## GIVEN INSTRUCTION
Everything from the line with "Where can you spot the person's" to the end of the data should be restated word for word, and nothing before it.

## RECORDS SUPPLIED
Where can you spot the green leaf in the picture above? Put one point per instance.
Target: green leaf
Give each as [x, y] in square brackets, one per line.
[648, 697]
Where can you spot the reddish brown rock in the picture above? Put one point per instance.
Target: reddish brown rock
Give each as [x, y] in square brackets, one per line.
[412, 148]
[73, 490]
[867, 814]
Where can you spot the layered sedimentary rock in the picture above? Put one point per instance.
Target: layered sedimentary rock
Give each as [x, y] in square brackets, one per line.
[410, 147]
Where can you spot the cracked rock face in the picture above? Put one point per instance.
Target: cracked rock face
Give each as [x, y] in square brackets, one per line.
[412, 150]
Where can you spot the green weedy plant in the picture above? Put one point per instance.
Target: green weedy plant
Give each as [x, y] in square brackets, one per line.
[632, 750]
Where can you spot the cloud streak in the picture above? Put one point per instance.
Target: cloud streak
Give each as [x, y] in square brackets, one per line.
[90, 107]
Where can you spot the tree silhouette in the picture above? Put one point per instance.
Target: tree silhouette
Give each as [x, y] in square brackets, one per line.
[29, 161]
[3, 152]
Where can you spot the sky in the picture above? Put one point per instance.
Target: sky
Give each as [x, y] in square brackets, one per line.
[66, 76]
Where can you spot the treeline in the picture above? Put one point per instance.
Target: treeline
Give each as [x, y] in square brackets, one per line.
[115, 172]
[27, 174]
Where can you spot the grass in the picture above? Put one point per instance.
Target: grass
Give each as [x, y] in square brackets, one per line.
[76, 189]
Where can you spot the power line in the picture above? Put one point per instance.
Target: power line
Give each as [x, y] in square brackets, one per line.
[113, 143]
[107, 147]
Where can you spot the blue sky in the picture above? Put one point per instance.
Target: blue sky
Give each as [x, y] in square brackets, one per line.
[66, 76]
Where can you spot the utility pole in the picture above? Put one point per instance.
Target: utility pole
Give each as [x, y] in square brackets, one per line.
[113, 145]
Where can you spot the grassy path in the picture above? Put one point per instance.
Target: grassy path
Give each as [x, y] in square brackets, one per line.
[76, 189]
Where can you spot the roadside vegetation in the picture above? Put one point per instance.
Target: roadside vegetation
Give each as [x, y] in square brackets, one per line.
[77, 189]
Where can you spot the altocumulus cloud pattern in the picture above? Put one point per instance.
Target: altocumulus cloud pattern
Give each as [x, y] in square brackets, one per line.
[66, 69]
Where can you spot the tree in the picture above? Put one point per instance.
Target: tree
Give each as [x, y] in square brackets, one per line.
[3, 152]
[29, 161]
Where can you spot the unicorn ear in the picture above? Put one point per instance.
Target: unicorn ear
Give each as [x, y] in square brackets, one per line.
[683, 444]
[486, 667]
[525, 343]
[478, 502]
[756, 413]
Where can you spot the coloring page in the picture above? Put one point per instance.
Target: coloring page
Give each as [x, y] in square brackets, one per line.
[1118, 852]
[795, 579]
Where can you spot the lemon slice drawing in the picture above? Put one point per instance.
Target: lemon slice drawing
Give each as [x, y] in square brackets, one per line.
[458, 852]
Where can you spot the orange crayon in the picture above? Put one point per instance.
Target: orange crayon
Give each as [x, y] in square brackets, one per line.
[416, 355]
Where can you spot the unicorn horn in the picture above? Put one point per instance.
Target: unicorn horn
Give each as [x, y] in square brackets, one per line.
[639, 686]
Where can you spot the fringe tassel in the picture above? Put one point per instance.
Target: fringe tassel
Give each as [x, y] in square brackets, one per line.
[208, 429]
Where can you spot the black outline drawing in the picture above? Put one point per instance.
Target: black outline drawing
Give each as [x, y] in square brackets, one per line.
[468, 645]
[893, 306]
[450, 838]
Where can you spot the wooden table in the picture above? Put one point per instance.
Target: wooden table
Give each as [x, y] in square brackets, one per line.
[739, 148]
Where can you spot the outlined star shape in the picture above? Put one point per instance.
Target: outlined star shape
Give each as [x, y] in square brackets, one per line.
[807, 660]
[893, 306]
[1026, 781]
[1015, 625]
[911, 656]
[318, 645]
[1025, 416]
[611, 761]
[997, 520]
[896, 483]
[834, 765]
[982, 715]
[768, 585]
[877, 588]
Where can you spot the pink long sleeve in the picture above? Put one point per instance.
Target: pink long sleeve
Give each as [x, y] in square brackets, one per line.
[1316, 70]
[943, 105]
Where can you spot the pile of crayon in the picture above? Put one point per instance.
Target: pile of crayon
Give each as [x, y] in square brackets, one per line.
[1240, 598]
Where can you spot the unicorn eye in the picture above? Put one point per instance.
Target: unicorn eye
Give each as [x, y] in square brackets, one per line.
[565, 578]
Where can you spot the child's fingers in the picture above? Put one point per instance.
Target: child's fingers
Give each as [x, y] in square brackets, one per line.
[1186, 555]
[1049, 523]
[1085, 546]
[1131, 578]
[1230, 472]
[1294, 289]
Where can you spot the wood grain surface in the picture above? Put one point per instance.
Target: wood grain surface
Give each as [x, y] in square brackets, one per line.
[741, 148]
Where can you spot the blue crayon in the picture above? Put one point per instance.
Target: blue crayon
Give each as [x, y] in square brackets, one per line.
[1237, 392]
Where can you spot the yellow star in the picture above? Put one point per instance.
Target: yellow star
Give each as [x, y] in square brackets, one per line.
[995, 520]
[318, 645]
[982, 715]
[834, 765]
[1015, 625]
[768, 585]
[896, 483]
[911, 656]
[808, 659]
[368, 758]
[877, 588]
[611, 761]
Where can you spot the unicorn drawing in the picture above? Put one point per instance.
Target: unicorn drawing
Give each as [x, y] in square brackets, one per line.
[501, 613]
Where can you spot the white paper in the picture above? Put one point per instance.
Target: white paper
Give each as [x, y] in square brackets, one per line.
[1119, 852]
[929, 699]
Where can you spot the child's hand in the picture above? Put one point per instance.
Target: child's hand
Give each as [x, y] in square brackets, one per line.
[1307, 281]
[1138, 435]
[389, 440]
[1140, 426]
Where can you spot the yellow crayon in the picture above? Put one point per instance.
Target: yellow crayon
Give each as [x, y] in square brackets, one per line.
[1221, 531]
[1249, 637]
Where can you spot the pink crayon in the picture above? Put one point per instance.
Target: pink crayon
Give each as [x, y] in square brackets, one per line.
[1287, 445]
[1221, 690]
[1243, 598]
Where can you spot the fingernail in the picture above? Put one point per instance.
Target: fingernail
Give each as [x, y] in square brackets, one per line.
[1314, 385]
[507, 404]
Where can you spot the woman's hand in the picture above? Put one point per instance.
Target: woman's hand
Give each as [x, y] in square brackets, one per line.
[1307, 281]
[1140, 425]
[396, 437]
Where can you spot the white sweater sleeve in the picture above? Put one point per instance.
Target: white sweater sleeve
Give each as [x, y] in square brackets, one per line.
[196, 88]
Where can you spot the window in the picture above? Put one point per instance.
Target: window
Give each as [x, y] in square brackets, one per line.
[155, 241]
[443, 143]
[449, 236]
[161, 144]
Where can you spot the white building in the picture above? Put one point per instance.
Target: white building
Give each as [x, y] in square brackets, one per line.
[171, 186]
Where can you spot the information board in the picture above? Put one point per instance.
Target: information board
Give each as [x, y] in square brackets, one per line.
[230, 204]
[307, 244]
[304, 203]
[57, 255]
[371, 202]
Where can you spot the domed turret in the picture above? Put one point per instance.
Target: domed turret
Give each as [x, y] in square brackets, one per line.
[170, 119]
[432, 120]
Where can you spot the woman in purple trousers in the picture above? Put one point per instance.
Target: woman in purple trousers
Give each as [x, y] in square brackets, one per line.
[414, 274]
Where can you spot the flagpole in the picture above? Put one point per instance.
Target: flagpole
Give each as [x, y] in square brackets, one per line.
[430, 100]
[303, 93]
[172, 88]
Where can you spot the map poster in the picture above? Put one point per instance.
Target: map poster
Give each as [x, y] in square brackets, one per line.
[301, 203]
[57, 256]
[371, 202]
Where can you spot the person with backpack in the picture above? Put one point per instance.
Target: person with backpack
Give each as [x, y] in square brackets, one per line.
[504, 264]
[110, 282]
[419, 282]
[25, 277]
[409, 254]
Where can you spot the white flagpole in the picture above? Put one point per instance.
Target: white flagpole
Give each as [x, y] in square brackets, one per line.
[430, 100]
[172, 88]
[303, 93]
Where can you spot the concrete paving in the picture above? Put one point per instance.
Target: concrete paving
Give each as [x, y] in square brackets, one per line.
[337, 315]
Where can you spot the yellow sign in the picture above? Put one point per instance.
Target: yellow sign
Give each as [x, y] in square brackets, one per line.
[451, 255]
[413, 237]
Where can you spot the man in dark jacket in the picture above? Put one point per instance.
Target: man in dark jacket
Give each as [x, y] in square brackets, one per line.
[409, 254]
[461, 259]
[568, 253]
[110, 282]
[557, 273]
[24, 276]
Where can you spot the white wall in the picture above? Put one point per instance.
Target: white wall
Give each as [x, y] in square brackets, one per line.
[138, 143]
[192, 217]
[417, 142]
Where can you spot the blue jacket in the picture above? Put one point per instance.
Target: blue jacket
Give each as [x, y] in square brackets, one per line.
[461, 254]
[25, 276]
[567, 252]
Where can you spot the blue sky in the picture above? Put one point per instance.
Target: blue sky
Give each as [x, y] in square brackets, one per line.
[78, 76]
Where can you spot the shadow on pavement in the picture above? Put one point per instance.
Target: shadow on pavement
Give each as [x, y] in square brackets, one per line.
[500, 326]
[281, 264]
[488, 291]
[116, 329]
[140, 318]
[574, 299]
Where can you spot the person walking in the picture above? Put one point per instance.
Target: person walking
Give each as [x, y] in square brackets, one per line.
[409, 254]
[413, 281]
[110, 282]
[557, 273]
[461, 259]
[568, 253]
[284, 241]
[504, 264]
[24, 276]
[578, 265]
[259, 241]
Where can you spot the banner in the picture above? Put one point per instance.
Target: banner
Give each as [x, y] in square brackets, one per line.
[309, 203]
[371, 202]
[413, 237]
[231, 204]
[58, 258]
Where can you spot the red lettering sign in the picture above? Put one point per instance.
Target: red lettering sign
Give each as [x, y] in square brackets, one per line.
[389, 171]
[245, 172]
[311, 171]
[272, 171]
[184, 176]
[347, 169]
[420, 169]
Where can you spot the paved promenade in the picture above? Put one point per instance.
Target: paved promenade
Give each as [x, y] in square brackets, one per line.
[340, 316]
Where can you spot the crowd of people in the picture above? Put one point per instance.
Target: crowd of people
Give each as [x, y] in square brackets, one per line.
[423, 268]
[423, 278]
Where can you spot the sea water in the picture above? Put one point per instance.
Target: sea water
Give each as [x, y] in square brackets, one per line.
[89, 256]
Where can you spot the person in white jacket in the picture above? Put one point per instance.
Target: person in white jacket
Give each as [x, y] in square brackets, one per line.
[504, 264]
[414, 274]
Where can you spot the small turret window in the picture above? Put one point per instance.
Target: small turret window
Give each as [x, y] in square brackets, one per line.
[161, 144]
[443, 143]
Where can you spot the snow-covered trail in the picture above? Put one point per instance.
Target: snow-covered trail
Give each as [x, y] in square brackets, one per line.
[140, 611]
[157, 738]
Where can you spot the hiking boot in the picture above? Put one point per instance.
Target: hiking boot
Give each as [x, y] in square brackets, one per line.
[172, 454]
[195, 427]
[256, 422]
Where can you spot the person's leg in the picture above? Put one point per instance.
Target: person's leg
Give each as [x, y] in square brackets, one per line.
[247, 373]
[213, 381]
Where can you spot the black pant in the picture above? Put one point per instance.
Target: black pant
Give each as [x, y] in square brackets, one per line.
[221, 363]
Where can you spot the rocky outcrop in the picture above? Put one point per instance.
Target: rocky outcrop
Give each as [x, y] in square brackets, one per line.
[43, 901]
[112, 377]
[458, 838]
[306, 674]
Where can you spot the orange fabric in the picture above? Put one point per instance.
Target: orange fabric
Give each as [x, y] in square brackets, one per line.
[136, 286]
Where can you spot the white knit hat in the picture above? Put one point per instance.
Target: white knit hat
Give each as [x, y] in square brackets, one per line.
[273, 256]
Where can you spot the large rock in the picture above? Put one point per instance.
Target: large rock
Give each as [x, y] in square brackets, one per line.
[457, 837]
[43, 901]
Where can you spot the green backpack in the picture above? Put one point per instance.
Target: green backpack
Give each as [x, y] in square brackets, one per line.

## SOLUTION FOR THIS TASK
Where can you spot the person's leg in the picture above? Put one point per instance.
Target: person's leg
Give each as [x, y] in square brackets, one per line.
[247, 373]
[213, 381]
Where can you spot the black pant in the picture above? Put one point per instance.
Target: black pant
Give each as [x, y] in square brackets, one per line.
[221, 363]
Where can you spot the rocky outcrop in the picture above? Put one point per instance.
Target: rocky outcrop
Give each as [x, y] in square brackets, one per line.
[43, 901]
[112, 377]
[458, 838]
[306, 674]
Where can you spot the orange fabric in the picture above? Put one point per instance.
Target: orange fabric
Give each as [x, y] in square brackets, one per line.
[136, 286]
Where can you spot the white knit hat in the picture above? Put one point per instance.
Target: white knit hat
Give each as [x, y] in square brackets, one per line.
[273, 256]
Where can you spot the large rock in the picture above? Put one point per instance.
Target: large rock
Give each as [x, y] in square brackets, one per line.
[457, 837]
[43, 901]
Where can you spot the green backpack in the picture above? Put one point per instance.
Target: green backpack
Give each as [x, y] in square brackets, one per line.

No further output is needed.